INPUT DATA »
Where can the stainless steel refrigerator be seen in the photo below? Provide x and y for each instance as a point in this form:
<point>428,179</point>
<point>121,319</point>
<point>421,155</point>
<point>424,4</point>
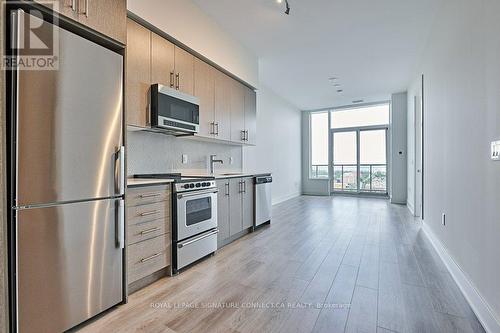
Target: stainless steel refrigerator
<point>68,165</point>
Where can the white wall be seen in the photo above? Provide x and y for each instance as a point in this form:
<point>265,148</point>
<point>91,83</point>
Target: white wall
<point>278,144</point>
<point>398,152</point>
<point>414,90</point>
<point>461,65</point>
<point>186,22</point>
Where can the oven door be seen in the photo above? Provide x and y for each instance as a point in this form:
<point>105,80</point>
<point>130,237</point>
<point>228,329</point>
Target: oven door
<point>196,213</point>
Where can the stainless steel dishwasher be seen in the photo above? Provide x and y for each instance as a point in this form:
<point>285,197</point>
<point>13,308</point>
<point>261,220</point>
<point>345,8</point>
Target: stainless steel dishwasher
<point>263,203</point>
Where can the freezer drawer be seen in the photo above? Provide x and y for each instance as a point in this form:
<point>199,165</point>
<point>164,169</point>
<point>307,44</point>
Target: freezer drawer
<point>69,264</point>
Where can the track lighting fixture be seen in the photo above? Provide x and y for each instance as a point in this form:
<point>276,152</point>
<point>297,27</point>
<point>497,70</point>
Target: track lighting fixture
<point>287,5</point>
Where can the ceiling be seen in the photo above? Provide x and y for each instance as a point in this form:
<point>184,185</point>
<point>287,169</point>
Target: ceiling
<point>372,46</point>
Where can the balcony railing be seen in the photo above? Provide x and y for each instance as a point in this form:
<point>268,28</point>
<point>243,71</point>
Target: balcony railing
<point>319,171</point>
<point>372,177</point>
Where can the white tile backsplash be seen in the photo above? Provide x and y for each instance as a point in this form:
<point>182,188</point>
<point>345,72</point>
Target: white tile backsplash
<point>158,153</point>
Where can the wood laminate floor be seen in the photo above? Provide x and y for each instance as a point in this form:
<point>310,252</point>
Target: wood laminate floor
<point>326,264</point>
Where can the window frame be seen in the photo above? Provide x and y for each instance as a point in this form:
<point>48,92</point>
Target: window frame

THE REQUEST »
Retype the lines running from the line that contains "Where can the white wall" through the line that contains "<point>186,22</point>", inclusive, with each kept identical.

TASK RESPONSE »
Where can the white wall be seen in the photo above? Provide x and y for each instance as a point in this form:
<point>265,148</point>
<point>91,83</point>
Target: white wall
<point>278,144</point>
<point>398,152</point>
<point>414,90</point>
<point>461,65</point>
<point>186,22</point>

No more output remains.